Reading passage
|The view from my bedroom window this morning.
Some lines still come to me in certain situations. Like on summer days, when the sky is especially blue, I can hear the words,
"Inebriate of air am I,
And debauchee of dew
Reeling – thro' endless summer days
From inns of molten Blue."
Likewise, on very snowy days like yesterday and today, my favorite poem by Robert Frost runs constantly through my mind. It's the first poem that I can remember deciding to learn.
Once, on a dark night as my dad and I drove through the tree-lined backroads of Minnesota, and snow fell in fat, fluffy flakes - my dad pulled the truck over. We got out into the "easy wind of downy flake." It wasn't terribly dark or terribly cold; snowy nights like that are usually surprisingly bright and warm.
And my dad recited the poem, "Stopping by the Woods on a Snowy Evening."
We got back in the car and drove home.
And it totally changed me. That is the story I told in all my college application letters. It was a story of wonder, of words, of a teenager discovering a love of poetry beyond Shel Silverstein.
It was the story that convinced professors to give the girl with mediocre grades, and a love of writing a scholarship. And it was the story that convinced me that poetry is, indeed, the food of love. (A good stout love, that is.)
I've been feeling lately like I need more poetry in my life. I used to write poetry constantly, but it's one of those things that you can write, and feel, and love, and still be pretty awful at.

(Lines of data)
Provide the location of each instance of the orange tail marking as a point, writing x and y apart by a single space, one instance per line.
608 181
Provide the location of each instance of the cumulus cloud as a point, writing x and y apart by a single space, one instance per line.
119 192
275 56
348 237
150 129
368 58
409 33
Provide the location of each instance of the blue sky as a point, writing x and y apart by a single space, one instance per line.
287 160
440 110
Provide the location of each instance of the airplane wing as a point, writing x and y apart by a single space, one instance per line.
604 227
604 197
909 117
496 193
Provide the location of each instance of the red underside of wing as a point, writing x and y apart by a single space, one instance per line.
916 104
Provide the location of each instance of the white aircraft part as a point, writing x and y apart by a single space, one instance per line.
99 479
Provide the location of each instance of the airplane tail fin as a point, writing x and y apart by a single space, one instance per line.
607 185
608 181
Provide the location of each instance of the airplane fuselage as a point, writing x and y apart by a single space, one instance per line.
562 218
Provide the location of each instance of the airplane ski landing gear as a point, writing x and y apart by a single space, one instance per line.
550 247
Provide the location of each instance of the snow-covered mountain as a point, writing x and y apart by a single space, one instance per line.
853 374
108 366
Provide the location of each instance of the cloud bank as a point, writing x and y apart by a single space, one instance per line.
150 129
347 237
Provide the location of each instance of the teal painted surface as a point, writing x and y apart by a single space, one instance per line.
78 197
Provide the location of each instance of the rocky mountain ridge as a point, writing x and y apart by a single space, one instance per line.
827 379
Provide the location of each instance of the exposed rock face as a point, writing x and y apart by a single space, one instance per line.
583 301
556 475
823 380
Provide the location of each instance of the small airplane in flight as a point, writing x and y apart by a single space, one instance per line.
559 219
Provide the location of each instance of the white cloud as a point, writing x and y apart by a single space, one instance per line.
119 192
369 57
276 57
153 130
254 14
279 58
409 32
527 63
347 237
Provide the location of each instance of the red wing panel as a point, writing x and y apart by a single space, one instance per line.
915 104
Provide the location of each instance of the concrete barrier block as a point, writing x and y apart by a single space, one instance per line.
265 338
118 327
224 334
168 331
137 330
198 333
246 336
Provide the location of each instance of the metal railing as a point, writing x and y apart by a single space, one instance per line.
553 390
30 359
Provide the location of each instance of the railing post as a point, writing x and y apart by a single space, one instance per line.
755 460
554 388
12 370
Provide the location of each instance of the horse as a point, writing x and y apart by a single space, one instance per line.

What is needed
Continue the blog post about remembered poems, starting after its last sentence.

Task result
It's not something you can read distractedly as your children destroy the house around you (like an easy novel or something more absorbing). It's something you have to read slowly. Pay attention to. Savor.
I would love it if you could leave your favorite poems, poets, or books of poetry in the comments.
Anyway. Here it is. I even looked it up, to make sure all the words were in their proper place.
Stopping by the Woods on Snowy Evening
by Robert Frost
Whose woods these are I think I know.
His house is in the village though;
He will not see me stopping here
To watch his woods fill up with snow.
My little horse must think it queer
To stop without a farmhouse near
Between the woods and frozen lake
The darkest evening of the year.
He gives his harness bells a shake
To ask if there is some mistake.
The only other sound’s the sweep
Of easy wind and downy flake.
The woods are lovely, dark and deep.
But I have promises to keep,
And miles to go before I sleep,
And miles to go before I sleep.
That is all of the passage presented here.